Pictures are to be left out; everything else in the records must be repeated exactly.

> _RECORDS FOR THIS EXERCISE_:
--------
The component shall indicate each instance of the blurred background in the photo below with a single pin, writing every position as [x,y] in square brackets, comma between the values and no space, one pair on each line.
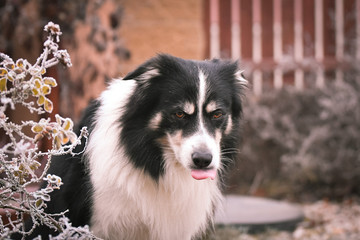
[301,131]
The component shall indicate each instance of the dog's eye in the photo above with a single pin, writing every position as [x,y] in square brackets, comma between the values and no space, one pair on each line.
[180,114]
[217,114]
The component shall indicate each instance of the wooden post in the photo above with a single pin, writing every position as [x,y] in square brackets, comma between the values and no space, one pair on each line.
[214,29]
[319,42]
[257,48]
[298,44]
[235,30]
[278,73]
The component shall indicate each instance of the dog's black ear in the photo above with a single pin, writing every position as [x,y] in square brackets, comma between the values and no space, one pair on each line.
[144,72]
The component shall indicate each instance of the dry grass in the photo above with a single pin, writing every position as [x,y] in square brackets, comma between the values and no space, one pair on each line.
[324,220]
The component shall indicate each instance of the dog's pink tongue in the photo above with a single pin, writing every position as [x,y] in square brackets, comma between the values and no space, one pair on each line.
[199,174]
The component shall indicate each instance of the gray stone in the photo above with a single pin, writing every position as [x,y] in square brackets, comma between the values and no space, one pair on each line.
[258,214]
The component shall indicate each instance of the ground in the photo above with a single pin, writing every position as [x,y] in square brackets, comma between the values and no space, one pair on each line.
[324,220]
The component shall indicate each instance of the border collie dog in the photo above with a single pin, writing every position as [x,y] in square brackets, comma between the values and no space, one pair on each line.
[160,141]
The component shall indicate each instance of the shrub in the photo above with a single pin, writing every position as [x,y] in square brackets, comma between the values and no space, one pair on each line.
[306,141]
[22,83]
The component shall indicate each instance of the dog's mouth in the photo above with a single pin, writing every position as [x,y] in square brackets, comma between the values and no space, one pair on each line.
[200,174]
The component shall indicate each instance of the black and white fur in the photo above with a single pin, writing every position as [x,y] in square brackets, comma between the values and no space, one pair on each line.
[152,133]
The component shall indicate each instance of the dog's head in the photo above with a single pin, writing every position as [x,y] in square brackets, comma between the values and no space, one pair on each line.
[183,110]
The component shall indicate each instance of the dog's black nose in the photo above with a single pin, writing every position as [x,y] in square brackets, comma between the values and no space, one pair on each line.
[201,160]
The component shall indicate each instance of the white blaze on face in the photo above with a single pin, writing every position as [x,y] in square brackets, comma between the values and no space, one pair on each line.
[200,141]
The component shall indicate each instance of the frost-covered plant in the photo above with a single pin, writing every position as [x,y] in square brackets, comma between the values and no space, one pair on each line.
[20,156]
[305,142]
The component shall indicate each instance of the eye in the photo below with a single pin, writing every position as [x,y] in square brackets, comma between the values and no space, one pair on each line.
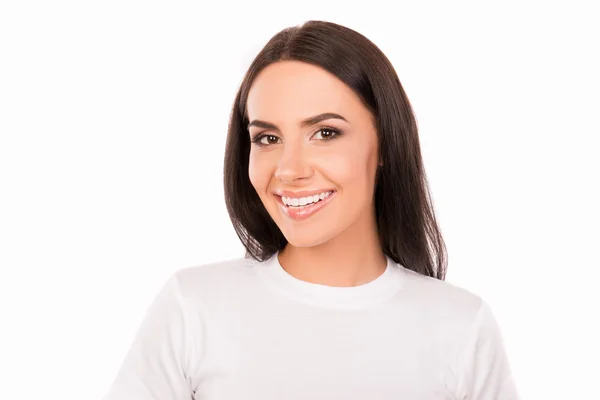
[326,134]
[265,140]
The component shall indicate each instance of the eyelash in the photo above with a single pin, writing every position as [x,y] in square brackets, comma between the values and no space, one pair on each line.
[257,139]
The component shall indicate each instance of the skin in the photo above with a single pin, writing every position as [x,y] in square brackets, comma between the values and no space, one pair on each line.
[338,245]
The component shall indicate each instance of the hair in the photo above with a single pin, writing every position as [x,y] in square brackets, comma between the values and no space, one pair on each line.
[408,230]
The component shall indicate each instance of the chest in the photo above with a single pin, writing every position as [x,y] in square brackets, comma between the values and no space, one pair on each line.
[322,356]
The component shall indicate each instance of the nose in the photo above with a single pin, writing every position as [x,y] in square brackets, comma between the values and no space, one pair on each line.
[293,164]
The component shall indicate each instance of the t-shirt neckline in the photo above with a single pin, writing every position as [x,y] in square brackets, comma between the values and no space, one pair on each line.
[353,297]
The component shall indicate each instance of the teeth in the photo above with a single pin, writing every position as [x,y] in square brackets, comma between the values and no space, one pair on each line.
[303,201]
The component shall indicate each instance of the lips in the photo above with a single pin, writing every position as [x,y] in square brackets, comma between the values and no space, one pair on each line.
[303,212]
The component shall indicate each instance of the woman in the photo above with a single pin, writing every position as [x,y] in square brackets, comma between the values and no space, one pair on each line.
[342,294]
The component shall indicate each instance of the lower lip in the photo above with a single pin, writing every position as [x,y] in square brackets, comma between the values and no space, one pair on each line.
[301,213]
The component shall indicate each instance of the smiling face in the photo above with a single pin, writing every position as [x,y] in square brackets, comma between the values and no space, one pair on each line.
[314,153]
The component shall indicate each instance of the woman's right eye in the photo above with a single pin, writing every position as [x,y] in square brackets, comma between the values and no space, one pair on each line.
[265,140]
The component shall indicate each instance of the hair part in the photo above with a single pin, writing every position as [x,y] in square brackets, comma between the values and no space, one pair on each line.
[408,230]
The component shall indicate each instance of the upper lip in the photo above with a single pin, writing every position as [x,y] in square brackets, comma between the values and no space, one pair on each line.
[301,193]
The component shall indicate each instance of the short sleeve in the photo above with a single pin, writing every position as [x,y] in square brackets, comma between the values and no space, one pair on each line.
[484,369]
[158,365]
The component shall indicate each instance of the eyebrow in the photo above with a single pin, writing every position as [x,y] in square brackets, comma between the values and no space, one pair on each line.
[304,123]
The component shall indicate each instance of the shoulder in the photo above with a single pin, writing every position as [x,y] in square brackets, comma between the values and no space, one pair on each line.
[441,301]
[217,280]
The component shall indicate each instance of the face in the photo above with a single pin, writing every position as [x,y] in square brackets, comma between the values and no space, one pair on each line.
[314,153]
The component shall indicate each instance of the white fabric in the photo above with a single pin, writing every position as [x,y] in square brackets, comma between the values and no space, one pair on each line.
[242,329]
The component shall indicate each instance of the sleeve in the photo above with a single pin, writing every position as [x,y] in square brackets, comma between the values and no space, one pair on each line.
[484,368]
[158,364]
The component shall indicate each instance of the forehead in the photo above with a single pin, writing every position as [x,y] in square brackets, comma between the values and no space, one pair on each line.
[293,90]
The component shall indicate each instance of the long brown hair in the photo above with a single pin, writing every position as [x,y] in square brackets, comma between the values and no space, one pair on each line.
[408,230]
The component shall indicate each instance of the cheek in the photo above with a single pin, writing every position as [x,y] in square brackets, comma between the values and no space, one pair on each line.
[350,166]
[259,173]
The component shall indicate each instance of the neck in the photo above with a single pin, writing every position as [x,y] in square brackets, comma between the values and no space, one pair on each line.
[352,258]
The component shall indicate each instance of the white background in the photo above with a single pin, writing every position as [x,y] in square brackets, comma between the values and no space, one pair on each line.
[113,118]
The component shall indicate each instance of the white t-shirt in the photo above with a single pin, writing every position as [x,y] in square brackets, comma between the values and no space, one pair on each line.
[248,330]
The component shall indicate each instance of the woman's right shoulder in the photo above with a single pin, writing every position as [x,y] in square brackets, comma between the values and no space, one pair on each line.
[227,276]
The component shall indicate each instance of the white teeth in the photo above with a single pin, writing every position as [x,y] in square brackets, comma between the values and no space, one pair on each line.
[303,201]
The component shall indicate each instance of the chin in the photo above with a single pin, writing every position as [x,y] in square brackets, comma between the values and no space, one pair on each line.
[306,240]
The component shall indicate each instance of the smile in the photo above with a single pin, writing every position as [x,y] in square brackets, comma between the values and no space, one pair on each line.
[299,208]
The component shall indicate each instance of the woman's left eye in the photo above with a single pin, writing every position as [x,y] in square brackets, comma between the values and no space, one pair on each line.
[326,134]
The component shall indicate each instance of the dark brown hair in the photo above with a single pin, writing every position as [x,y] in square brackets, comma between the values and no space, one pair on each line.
[408,231]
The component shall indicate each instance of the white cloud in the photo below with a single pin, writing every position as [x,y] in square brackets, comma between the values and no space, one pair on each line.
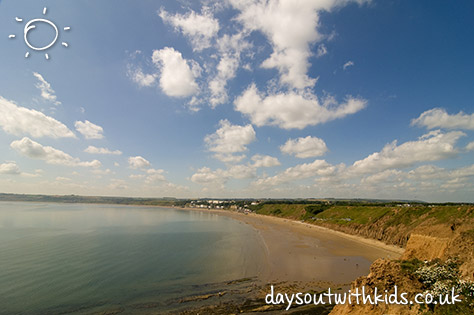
--------
> _WRITTEN SOLUTION_:
The component shall indicate each instance of the blurred background in the photo below with a single pin, writing every position as [x,y] in square brackets, comma between the values and no space, one pair on each line.
[301,131]
The component shall indicate each instance of the dog's eye in the photo above with a single pin, writing every position as [x,y] in square brackets, comma between the values and no space, one pair on each line.
[180,114]
[217,114]
The component shall indicate each instance of the wooden post in the photo above with a single pin, writing every position as [x,y] in square brackets, comma between the values and no space, one pair on each line.
[214,29]
[319,42]
[257,48]
[298,44]
[235,30]
[278,73]
The component shall indicate each instance of the dog's black ear in the photo above with a single pin, writing every position as [x,y] in square brackets, comma between the values and no space, one pair on each line.
[144,72]
The component shall indicate each instance of the dry grass in the photo above with a single pin, writing every position as [x,y] in square brackets, comma between the values and no space, one pair on each line.
[324,220]
The component shall indicate each instance of the dog's pink tongue in the photo above with a single pin, writing every position as [x,y] in square brackets, comma between the values and no space, one pair on each line.
[199,174]
The component shall indicate each instance of the gray stone in the photo above with a single pin, writing every position as [x,y] in square brackets, comma between the values and no space, one pair on each line.
[258,214]
The component shall indicate each instance of the ground in the photo above with a single pin, writing every position as [x,y] in square brackets, comma between the values and no space, one pair on each line.
[324,220]
The component shall indicate each instance of the border collie dog in the photo above with a single pin, writing every position as [x,y] in square brackets, comma between the values and no space, one pair on each line.
[160,141]
The component shall indicate each instance of the shrub in the photo above with a single pin, writing every position as [x,y] in square brackets, comma between the values and no space, one pair on each line.
[306,141]
[22,83]
The component shall indicate each instance of the dog's mouth in the photo above with a single pin, writing every position as [x,y] in square brackets, comma between the values and no space, one pair on each line.
[200,174]
The component shall indicate each instance of the black and white fur in the photo above with a single pin, writing every position as [x,y] in square brackets, comma between the values and no space, one pair on each line.
[152,133]
The component shall indicate each instance of the dog's head in the photo above with a single pin, writing every position as [x,y] in square brackets, comma between the values and no space, one pair on each line.
[183,110]
The component shall indicate each instance of the dog's black nose in the photo above with a single pin, writing every position as [x,y] in square brackets, comma between the values and no space, one pair on each line.
[201,160]
The component shall indicate each instance of the white blaze on face in the photo above with a single pin, writing every position as [x,y] in square brackets, comma between the values and no space, one pair on each line.
[200,141]
The component shall indicate each instance of the frost-covered plant in the photo above with a single pin, writing every position as [x,y] in square brackets, comma between the values and no space, one pair on each line.
[20,156]
[305,142]
The component shall indicate each instance of the eye in the photo below with a single pin, writing every position as [x,y] in square brackets, comma between the values and no space, one pair on each line.
[326,134]
[265,140]
The component shall indicate each instance of the eyelash in the photo above with a single pin, writing every position as [x,y] in square brackets, comma between the values and no space, one pair on each line.
[257,139]
The component shall indicate each instance of the skin in the photo above with a single pin, writing every position as [x,y] in square brackets, comma between the values and no space, one pair on each line.
[338,245]
The component shall indicate each instance of the hair in the photo above with a single pin, writing every position as [x,y] in square brackets, comma between the values and no space, one pair on each line.
[408,230]
The component shall indicate each instance of the chest in the photo above with a single pin, writing every position as [x,y] in square brackets, comma between the values and no space, one pair on each line.
[322,356]
The component shall indicate each instance of the nose in the photo above with a single pin, writing every position as [x,y] in square brackets, comma between the values and no space, one pair on each line.
[293,164]
The component shall indicate each instance of the t-shirt neckline in the photo above with a single pin, writing every position as [x,y] in square brackets, comma between the values and no space, one pair on each line.
[353,297]
The component shall indicate each instance of the teeth in the photo above with a single pin, writing every position as [x,y] in square brackets, comma between the values and no space, one pair on each line.
[303,201]
The component shall indicate each instance of the lips in the photo above with a single pin, writing every position as [x,y] in square brackets, comma between the values and no space, one pair on each line.
[303,212]
The component shall indicate each instance of the woman in the photo above with a single pin, writing every position as [x,y] in square brackets, comma between the values and no space, one pair on each line.
[342,294]
The component shall indicate each instance of the lower lip in the photo above with a single pin, writing every position as [x,y] in square brackets, comma between the values and no space, one pair on each line.
[301,213]
The component shall indicate each instance of the smiling face in the photo above with a single pin, writing every position as [x,y] in square brackets, comma between the values and no space, one pair on each line.
[314,153]
The component shall indicate each instance of the woman's right eye in the photo above with a single pin, writing every position as [x,y] in square brackets, comma between the values and no space, one pair on each line.
[265,140]
The component shall indicate each instance of the hair part in the photo above with a single pin, writing every position as [x,y] in square brackets, comma between the values and no space, one pair on each line.
[408,230]
The component shall indicate each instance of the upper lip in the photo above with a single pin, writing every position as [x,y] in square brackets, comma between the values and no space, one pair on each line.
[301,193]
The component shall indicate each instance of the short sleeve in the photo above with a single pin, writing every position as [x,y] in square brackets, comma between the values and no space, one pair on each line.
[484,369]
[158,365]
The component shall indicate each instance of the eyebrow in the photo above with a single pin, writing every position as [x,y] in square brackets, comma between the values and no space, one pair on each line.
[304,123]
The component shall indicate each instance of the shoulder in the photo above with a single pin, writing every position as [x,y] in square brackets, comma between the values and no space, one pair on each line.
[441,301]
[217,280]
The component shall indicate each instance of the face in the photo above with a single pin, writing every position as [x,y] in square brackets, comma between the values and no space, one pair on each line.
[314,153]
The component shall indicate each instance of the white fabric in the photo above with a single pin, writing every position as [x,y] in square brackets, comma between the values and no space, one pair on each line.
[242,329]
The component shall indicate each instance of the sleeve in the photo above with a single pin, writing every position as [x,y] in square brackets, comma between the values and no space, one pair on each line.
[484,368]
[158,364]
The component shall indicate each instance of the forehead in the photo above with a single pin, writing every position as [x,y] in square brackets, comma between the values and no space, one pair on each line.
[293,90]
The component shall indicate each instance of the long brown hair in the photo above with a single pin, writing every position as [x,y] in square brackets, comma between the values and no space, one pair on each line.
[408,230]
The component shall indicate each instance of the cheek in the photo above with a single pin, writing every position as [x,y] in square brackets, comma between the values and no space, one pair on each line.
[350,166]
[259,173]
The component shall indicate each instance of the neck in the photo above with a single pin, writing every position as [x,y] in square brackets, comma between the values and no space, one pair on each line.
[352,258]
The component shall indicate each instance of the white background in the photo above with a single pin, writing every position as [x,y] in square brackets, comma between the values and no space, one pair on each line.
[113,118]
The component shall indicate each instance of the white t-shirt in the photo above with a single pin, writing every position as [x,y] in square brackets, comma between the values and no space, one pair on each line.
[248,330]
The component shall indicate each instance of the woman's right shoulder in the photo above with a single pin, writing every position as [x,y] in square brackets, comma between the values and no space, one pair on each line.
[227,276]
The component shall indicate each instance of the white teeth in the photo above with a single pin, writing every position as [x,y] in square brackets, comma between the values and no space, one pair on each line.
[303,201]
The component shall indicate each instance of the chin in the photo above with a single pin, writing every position as [x,y] in square brackets, comma between the values and no space, one pair on each line.
[306,240]
The component shall indicate each instance of the smile in the photo above with a single pin, writing every position as [x,y] in square brackets, comma between the values and no space, one pair on each line.
[299,208]
The component shall indicate each instance of the woman's left eye in the photo above with a single pin, writing every position as [x,y] in square brackets, comma between the values and no space, one pair on each line.
[326,134]
The component shall indicate each instance of the dark brown hair in the photo above with a single pin, writing every position as [x,y] in square brackets, comma between the values and no space, one pair on each line.
[408,231]
The component shall indicate each instance of the white cloud in the photo below with a single pin, writing every position as [x,y] in square brackets, comma between the values and no space, one pair on each line.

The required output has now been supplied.